▸ **TASK INSTRUCTIONS**
In the news report on Hartlepool hospital services, rewrite the part between "But Mr Foster" and "bring services back.", inclusive, substituting "modern hospital" for "new hospital".

▸ **SELECTED EXCERPT**

Start of Block

ALAN Foster insisted he had no intention of quitting his role – or restoring services to Hartlepool – despite coming under fire from all sides.
A public meeting at Hartlepool’s Central Library descended into farce last week when scores of people were locked out.
But Mr Foster found out exactly what the people of the town thought of him when he faced them at the Town Hall Theatre.
And despite repeated calls for him to quit, he was adamant that anyone who did his job would face the same problems.
He said: “We have been trying to deliver the new hospital for six years now.
“All we have ever tried to do is look to the future and bring world class facilities to the area.
“We need to attract high calibre staff, and whether you like it or not, we are competing with other trusts across the country and the North East at Newcastle.
“We need to sustain and keep services, and anything other than a new hospital is second best.
“As for services coming back to Hartlepool, you know how the system works, we will not be able to bring services back.

End of Block

Stored entries from a collection:
Start of Block

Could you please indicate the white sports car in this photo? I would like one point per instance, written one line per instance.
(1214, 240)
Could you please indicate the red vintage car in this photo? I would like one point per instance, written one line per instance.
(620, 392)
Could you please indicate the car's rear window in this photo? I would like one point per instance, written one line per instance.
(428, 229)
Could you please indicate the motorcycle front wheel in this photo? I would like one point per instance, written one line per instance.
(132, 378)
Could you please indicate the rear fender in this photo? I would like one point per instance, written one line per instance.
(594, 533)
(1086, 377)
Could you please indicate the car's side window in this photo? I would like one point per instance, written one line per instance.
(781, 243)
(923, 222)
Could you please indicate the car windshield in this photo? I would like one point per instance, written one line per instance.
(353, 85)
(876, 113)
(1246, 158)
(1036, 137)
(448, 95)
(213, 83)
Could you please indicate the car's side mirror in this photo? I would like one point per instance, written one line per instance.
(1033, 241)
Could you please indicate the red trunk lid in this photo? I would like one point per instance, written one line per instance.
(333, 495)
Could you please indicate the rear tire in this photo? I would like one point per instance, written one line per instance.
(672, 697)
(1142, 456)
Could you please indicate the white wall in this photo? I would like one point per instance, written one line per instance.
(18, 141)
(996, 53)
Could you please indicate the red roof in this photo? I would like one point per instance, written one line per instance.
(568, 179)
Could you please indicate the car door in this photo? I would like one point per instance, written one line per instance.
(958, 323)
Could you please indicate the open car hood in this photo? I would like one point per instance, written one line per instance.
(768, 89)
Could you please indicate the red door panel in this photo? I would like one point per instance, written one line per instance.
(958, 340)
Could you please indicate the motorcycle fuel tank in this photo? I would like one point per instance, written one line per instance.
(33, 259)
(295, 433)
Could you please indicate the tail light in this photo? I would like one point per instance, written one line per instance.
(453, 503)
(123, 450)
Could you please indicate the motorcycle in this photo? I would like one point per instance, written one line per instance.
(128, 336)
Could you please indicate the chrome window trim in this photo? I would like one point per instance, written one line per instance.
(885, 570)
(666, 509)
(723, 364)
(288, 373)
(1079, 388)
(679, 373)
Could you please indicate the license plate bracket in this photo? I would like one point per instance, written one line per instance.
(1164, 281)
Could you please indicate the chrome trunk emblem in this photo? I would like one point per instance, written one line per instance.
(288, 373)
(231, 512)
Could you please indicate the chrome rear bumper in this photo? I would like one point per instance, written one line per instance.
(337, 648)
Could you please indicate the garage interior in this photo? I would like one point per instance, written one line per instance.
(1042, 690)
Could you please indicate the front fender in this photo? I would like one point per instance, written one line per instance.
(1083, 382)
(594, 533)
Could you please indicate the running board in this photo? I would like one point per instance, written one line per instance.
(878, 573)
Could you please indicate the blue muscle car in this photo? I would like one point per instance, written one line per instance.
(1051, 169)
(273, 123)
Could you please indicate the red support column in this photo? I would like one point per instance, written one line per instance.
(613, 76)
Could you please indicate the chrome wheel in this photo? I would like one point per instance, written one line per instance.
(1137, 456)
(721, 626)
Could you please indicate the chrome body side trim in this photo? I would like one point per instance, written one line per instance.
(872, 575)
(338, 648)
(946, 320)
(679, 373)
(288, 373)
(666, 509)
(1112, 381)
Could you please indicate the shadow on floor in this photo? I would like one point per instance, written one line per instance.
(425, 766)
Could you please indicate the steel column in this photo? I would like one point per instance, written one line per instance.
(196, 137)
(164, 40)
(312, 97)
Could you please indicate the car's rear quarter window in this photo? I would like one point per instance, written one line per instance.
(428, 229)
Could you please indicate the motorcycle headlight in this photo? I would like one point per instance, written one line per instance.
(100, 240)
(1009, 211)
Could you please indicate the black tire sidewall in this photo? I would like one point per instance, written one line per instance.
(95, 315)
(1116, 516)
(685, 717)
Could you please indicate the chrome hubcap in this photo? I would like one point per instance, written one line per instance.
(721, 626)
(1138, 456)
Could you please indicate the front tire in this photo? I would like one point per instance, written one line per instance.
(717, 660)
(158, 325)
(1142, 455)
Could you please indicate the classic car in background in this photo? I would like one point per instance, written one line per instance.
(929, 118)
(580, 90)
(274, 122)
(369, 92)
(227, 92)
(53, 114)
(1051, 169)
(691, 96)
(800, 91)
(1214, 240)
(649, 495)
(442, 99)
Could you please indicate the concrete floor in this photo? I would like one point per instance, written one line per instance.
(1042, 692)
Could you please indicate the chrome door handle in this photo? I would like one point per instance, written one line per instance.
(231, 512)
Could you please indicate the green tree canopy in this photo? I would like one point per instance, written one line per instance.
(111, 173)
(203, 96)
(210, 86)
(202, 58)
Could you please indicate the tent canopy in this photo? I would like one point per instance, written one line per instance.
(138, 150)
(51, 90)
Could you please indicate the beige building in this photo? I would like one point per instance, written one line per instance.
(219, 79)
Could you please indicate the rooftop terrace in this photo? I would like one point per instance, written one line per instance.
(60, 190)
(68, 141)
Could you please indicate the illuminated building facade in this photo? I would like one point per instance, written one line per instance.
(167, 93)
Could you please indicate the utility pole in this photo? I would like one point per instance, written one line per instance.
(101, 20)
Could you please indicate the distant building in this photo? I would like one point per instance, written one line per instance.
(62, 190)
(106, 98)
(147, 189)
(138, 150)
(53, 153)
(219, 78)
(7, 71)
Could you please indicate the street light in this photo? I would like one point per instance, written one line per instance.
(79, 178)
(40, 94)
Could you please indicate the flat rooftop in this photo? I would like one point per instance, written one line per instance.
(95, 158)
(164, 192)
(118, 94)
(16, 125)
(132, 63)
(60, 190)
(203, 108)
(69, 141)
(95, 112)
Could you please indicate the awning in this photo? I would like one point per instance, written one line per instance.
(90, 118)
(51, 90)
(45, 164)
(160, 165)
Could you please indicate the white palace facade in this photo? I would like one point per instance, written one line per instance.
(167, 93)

End of Block

▸ **TASK SOLUTION**
But Mr Foster found out exactly what the people of the town thought of him when he faced them at the Town Hall Theatre.
And despite repeated calls for him to quit, he was adamant that anyone who did his job would face the same problems.
He said: “We have been trying to deliver the modern hospital for six years now.
“All we have ever tried to do is look to the future and bring world class facilities to the area.
“We need to attract high calibre staff, and whether you like it or not, we are competing with other trusts across the country and the North East at Newcastle.
“We need to sustain and keep services, and anything other than a modern hospital is second best.
“As for services coming back to Hartlepool, you know how the system works, we will not be able to bring services back.